Data shown:
◆ ◆ ◆ ◆ ◆ ◆ ◆

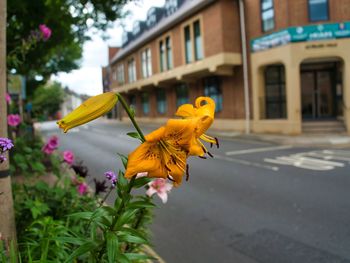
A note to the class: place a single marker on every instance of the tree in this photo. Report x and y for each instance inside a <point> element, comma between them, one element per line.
<point>48,99</point>
<point>69,20</point>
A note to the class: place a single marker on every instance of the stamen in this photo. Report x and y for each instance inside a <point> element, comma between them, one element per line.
<point>171,178</point>
<point>217,142</point>
<point>187,173</point>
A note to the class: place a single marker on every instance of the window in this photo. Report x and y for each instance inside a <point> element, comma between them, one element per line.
<point>162,55</point>
<point>275,92</point>
<point>161,101</point>
<point>145,103</point>
<point>169,55</point>
<point>212,89</point>
<point>198,53</point>
<point>181,95</point>
<point>318,10</point>
<point>188,45</point>
<point>132,102</point>
<point>267,15</point>
<point>193,49</point>
<point>120,74</point>
<point>131,70</point>
<point>146,63</point>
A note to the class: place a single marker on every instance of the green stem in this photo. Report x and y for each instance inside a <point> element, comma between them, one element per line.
<point>131,116</point>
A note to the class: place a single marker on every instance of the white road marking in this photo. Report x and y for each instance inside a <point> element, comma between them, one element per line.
<point>311,160</point>
<point>262,149</point>
<point>244,162</point>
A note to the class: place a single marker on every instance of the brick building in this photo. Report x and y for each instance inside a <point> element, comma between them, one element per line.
<point>282,70</point>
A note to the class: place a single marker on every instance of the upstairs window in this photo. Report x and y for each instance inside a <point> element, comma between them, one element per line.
<point>120,74</point>
<point>131,70</point>
<point>267,15</point>
<point>275,92</point>
<point>145,103</point>
<point>146,63</point>
<point>318,10</point>
<point>198,51</point>
<point>212,89</point>
<point>161,101</point>
<point>181,95</point>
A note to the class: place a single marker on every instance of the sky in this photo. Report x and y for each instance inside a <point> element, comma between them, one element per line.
<point>88,79</point>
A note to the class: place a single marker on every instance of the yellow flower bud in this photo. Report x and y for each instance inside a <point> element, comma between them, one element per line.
<point>91,109</point>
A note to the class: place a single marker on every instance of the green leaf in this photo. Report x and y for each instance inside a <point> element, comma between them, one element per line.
<point>112,247</point>
<point>124,159</point>
<point>135,256</point>
<point>134,135</point>
<point>83,249</point>
<point>125,217</point>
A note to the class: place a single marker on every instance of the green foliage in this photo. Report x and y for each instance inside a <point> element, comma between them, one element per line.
<point>47,100</point>
<point>69,20</point>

◆ ◆ ◆ ◆ ◆ ◆ ◆

What to do: From the first line to the last, set down the data exactly, without the pictures.

Solution to this exercise:
A note to the class: place a single marker on every instance of the tree in this photo. Report x and y for each instance inside a <point> element, comma between them, one element per line.
<point>48,99</point>
<point>69,20</point>
A note to the class: place a single marker on every instance of the stamen in this photo. Report x and y for each instance inside a <point> element, comma between them, one element per line.
<point>171,178</point>
<point>217,142</point>
<point>187,173</point>
A note to the class: place a single marker on every instance of the window in this photo. Report x and y for each instance inside a <point> element, comma between them, one element per line.
<point>162,55</point>
<point>275,92</point>
<point>161,101</point>
<point>145,103</point>
<point>169,55</point>
<point>212,89</point>
<point>198,53</point>
<point>181,95</point>
<point>318,10</point>
<point>188,45</point>
<point>132,102</point>
<point>267,15</point>
<point>193,49</point>
<point>120,74</point>
<point>131,70</point>
<point>146,63</point>
A note to the class: place a single marker on every instance of the green stem in this photo. Report x and y for each instance inside a <point> element, comma between them, one element per line.
<point>131,116</point>
A note to the class: place a single marker on every instance of the white road marking in this photo. Report x and y for each instance inside a <point> element, comma between them, one element per line.
<point>311,160</point>
<point>262,149</point>
<point>244,162</point>
A note to the class: place a single marker on every instance of the brick building in this photo. Report x and y for each instance inside a <point> element, comma between them, one element per line.
<point>282,70</point>
A note to the class: place a single marker on every instance of the upstairs window in this photo. Report x and y for each instance inside a <point> element, comma between them, one element per line.
<point>120,74</point>
<point>131,70</point>
<point>267,15</point>
<point>275,92</point>
<point>145,103</point>
<point>146,63</point>
<point>318,10</point>
<point>198,51</point>
<point>212,89</point>
<point>161,101</point>
<point>181,95</point>
A note to the class: place a single marker on every instance of the sky in this photo. Report x and y for each instance inside a <point> element, comma between them, one element per line.
<point>88,79</point>
A note to the class: place a single marker on every instance of the yellow flower bud in this photo. Report x and y for each instance inside a <point> element, comma between them, one element per line.
<point>91,109</point>
A note to the class: place a single marker on every instance of the green leaf in this photo. Report x and y for each instance inside a <point> element, comma between them, one element per line.
<point>112,247</point>
<point>124,159</point>
<point>135,256</point>
<point>134,135</point>
<point>83,249</point>
<point>125,217</point>
A note to the class: place a single marker on every instance of the green foliage in this photo. Report x and y for each instance inside a <point> element, comma between them, one element per line.
<point>47,100</point>
<point>69,20</point>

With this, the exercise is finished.